Selected excerpt -

This also connects with video #4 as I uncovered more information


This video is meant to show 1 example of why I say our public pensions are mismanaged that leads to hundreds of millions of taxpayer dollars needed, a bailout. And it is first degree. Our leaders decide to do what they do and it’s not an accident or unintended.


These quotes are from the brochure written by the Minnesota Center for Fiscal Excellence entitled Public Pensions in Minnesota 2006. Call 651-224-7477 and receive a copy. This seems years ago but shows how leaders think and their goal of getting at taxpayer monies still goes on today. Leaders are legislators, union officials, and plan administrators but there could be more.


“Minnesota’s performance-based post-retirement benefit increases are unique. The Wisconsin Legislative Council’s 2004 Comparative Study of Major Public Employee Retirement Systems indicates that, of the 85 plans in their survey, only 4 provide investment surplus-based adjustments—three of which are in Minnesota (MSRS, PERA and TRA).” page 33


“Post-retirement benefit increase can have devastating and debilitating effects on pension health. In 1999 the Post Fund had a $4.4 billion surplus and a funded ratio of 129%. In 2005—only six years later—it had a $4.1 billion deficit and a funded ratio 82%. An even worse situation exists for the first-class city teachers’ fund, which pay out these performance-based increases regardless of their funded ratios.For MTRFA, the problem is compounded by its low funded ratio.”

Instructions -
1. Tally the lines of the listing below that contain the string "instance", treating case as significant, and give only the number.
2. Take the passage on Minnesota public pensions further, continuing after its final sentence.

[Dataset rows on where objects appear]
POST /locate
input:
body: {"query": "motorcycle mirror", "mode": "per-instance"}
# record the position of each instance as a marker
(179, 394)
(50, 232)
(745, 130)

Written answers -
1. 2

2.
page 35


“Minnesota’s generous post-retirement benefit increases fueled the large departure from national averages beginning around 1998.” page 37


“Per-capita payments by Minnesota’s public pension plans to its retirees grew 309.8% between 1992 and 2002, while the U.S. average grew at a relatively smaller 223.0% during the same period.” page 36


There are others but this one example shows Minnesota as an outlier and our leaders will abuse, exploit, you pick a word but have no respect for taxpayers.


As soon as I made the video I reviewed information I had discovered years ago but had forgotten. My brain is not smart enough, it’s a hard drive issue I am told.

Video #4 explains the ramifications of this incredible greed. (hint fund failure and bankruptcy called a merger)


I’m hoping that after learning from my completed platform taxpayers will be so upset that 50 maybe 100 thousand taxpayers all put on a blue robe and we storm the capitol demanding change! Think about that for awhile.